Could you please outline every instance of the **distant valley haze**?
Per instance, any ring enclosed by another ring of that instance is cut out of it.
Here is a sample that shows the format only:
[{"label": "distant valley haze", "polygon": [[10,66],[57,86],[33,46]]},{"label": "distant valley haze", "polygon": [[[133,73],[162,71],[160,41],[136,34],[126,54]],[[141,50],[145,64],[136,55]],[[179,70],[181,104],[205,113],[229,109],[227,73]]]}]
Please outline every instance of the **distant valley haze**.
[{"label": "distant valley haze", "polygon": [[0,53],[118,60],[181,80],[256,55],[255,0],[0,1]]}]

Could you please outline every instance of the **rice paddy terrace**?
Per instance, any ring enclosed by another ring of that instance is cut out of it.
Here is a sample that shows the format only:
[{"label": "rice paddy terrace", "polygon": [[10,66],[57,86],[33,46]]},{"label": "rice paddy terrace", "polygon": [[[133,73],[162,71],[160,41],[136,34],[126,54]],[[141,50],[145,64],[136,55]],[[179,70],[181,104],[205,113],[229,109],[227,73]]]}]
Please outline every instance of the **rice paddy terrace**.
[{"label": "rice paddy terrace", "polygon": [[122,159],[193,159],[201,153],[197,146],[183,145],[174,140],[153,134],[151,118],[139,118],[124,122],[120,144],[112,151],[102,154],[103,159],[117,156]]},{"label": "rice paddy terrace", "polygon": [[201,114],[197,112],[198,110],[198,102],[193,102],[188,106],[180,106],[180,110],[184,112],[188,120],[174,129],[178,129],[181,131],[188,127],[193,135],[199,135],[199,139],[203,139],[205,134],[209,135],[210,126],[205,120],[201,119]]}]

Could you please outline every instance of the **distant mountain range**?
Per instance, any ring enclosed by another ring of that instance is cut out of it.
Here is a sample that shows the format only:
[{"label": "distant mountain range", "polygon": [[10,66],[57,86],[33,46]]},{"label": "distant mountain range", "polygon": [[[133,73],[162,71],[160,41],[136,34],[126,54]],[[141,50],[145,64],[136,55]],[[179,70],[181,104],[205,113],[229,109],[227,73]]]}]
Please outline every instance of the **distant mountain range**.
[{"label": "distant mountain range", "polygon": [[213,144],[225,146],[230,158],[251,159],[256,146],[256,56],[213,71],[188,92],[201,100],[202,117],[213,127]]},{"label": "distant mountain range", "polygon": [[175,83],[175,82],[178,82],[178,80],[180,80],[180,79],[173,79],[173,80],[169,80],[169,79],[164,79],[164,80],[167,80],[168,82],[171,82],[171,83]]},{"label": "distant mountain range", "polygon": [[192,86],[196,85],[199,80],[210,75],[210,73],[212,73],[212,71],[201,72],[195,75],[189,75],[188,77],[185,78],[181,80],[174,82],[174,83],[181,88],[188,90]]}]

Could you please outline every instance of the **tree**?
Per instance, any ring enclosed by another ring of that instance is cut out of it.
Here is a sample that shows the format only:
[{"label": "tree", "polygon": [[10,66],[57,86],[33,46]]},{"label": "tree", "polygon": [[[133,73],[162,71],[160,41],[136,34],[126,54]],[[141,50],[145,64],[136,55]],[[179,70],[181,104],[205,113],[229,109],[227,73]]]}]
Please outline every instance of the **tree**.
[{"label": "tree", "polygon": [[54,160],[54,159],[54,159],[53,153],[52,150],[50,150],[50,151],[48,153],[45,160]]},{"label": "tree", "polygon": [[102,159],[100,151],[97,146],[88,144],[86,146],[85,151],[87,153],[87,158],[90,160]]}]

-=-=-=-=-

Which lines in the records above contain the word "haze"? Show each of those lines in full.

• [Reply]
Could you please outline every instance of the **distant valley haze**?
[{"label": "distant valley haze", "polygon": [[10,66],[57,86],[33,46]]},{"label": "distant valley haze", "polygon": [[[133,73],[162,71],[160,41],[136,34],[126,54]],[[141,50],[145,64],[136,55]],[[179,70],[181,104],[205,113],[229,109],[227,73]]]}]
Please outline every instance of the **distant valley haze**.
[{"label": "distant valley haze", "polygon": [[0,53],[118,60],[181,80],[256,55],[255,0],[0,1]]}]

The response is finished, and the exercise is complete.